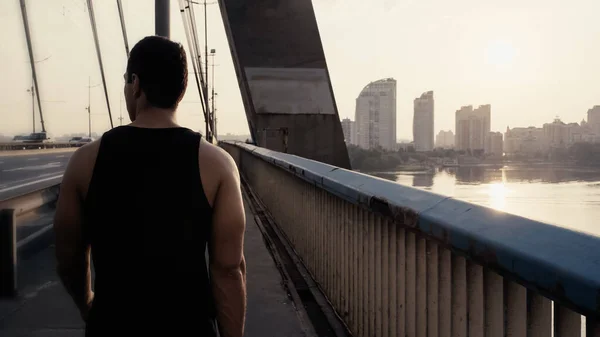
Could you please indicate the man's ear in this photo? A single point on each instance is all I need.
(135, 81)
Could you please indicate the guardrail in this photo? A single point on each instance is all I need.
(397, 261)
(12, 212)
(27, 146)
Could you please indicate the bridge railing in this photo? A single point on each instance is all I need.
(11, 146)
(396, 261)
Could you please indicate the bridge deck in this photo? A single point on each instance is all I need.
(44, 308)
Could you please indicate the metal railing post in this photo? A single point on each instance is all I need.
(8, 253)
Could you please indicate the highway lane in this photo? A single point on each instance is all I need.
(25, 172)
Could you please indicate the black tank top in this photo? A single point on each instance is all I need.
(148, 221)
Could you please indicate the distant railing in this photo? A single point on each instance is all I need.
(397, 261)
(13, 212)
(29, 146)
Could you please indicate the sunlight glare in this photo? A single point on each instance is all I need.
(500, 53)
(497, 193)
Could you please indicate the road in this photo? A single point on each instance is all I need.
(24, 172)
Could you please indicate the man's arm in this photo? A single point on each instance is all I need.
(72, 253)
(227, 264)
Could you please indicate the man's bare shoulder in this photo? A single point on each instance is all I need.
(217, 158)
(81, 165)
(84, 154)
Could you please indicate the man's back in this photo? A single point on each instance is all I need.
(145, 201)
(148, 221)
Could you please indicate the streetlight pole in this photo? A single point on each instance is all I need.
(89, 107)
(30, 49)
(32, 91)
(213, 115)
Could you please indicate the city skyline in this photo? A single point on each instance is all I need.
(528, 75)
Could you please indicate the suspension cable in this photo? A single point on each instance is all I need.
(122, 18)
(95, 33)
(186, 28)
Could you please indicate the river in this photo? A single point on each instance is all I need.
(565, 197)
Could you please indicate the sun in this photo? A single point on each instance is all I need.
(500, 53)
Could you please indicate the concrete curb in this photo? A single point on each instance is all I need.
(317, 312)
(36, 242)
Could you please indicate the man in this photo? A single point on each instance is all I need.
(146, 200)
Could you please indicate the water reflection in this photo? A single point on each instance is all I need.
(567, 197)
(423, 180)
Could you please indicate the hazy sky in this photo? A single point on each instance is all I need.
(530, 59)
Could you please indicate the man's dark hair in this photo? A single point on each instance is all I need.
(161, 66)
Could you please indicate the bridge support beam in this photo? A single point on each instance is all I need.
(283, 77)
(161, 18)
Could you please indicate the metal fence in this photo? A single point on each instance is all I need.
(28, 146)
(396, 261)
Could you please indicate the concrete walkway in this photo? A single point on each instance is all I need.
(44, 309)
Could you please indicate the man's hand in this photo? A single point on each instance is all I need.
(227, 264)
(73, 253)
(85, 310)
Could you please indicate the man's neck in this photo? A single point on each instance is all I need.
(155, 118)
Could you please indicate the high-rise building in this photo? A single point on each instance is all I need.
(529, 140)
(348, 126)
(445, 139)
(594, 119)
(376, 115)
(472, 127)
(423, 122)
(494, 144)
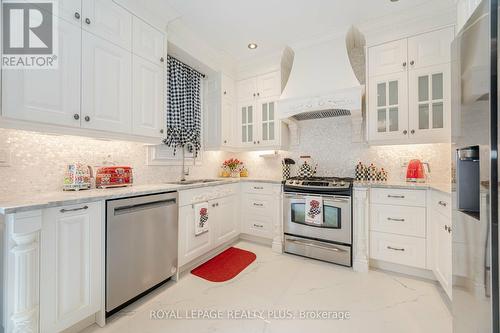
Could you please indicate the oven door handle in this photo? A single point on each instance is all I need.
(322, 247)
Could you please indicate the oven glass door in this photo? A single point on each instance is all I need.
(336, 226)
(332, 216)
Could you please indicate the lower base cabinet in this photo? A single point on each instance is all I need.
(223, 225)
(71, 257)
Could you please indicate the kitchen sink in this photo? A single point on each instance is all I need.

=====

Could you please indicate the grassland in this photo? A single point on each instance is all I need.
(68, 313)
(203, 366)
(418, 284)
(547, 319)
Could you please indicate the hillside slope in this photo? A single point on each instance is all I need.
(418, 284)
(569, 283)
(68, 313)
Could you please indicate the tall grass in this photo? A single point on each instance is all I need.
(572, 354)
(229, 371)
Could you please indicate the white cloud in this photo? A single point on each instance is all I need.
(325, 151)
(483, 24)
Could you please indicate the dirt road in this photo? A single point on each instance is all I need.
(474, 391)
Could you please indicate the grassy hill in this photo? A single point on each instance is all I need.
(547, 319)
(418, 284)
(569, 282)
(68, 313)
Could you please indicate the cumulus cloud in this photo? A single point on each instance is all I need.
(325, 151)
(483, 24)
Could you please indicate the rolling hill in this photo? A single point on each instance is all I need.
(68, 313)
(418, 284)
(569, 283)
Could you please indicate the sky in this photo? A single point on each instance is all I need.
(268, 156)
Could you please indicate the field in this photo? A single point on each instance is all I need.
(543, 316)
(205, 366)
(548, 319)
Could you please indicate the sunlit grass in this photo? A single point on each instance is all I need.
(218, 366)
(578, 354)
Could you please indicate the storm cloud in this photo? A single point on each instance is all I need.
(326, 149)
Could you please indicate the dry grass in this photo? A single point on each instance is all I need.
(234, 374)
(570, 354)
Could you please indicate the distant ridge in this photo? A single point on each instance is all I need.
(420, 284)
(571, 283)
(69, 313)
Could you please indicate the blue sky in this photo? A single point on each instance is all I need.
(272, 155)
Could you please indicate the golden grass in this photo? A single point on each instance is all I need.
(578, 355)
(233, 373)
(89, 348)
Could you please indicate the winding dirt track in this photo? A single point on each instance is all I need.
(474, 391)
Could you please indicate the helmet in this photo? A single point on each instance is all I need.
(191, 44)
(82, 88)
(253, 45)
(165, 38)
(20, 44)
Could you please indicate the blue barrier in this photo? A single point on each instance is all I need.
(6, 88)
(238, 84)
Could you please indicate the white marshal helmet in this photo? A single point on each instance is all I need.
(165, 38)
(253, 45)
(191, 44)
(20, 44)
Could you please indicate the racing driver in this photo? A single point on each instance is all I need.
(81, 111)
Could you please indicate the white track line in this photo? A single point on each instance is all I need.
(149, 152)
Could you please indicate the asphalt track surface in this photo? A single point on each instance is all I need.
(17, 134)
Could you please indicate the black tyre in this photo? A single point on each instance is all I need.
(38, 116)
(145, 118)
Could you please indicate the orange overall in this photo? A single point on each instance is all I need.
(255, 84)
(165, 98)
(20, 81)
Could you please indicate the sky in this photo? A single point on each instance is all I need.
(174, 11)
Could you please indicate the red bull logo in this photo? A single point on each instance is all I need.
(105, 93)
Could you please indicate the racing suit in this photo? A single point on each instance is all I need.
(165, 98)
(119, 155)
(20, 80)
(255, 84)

=====

• [TRY IT] Retype exactly the lines of the data above that fall between the line with "Could you please indicate the oven door" and the line with "Could you please indicate the kitchen", inclusive, and add nothing.

• [OUTPUT FOR THIS EXERCISE]
Could you please indicate the oven door handle in this photo? A single point on each instance is all I need.
(322, 247)
Could you please indicate the oven glass door in this photo? A single point on each instance is all I need.
(336, 226)
(332, 216)
Could you please indicate the lower base cabinet in this photo? A single point on each instance is all I need.
(223, 225)
(71, 257)
Could you please indicate the kitchen sink in this photo? A single point on each instance is all I need.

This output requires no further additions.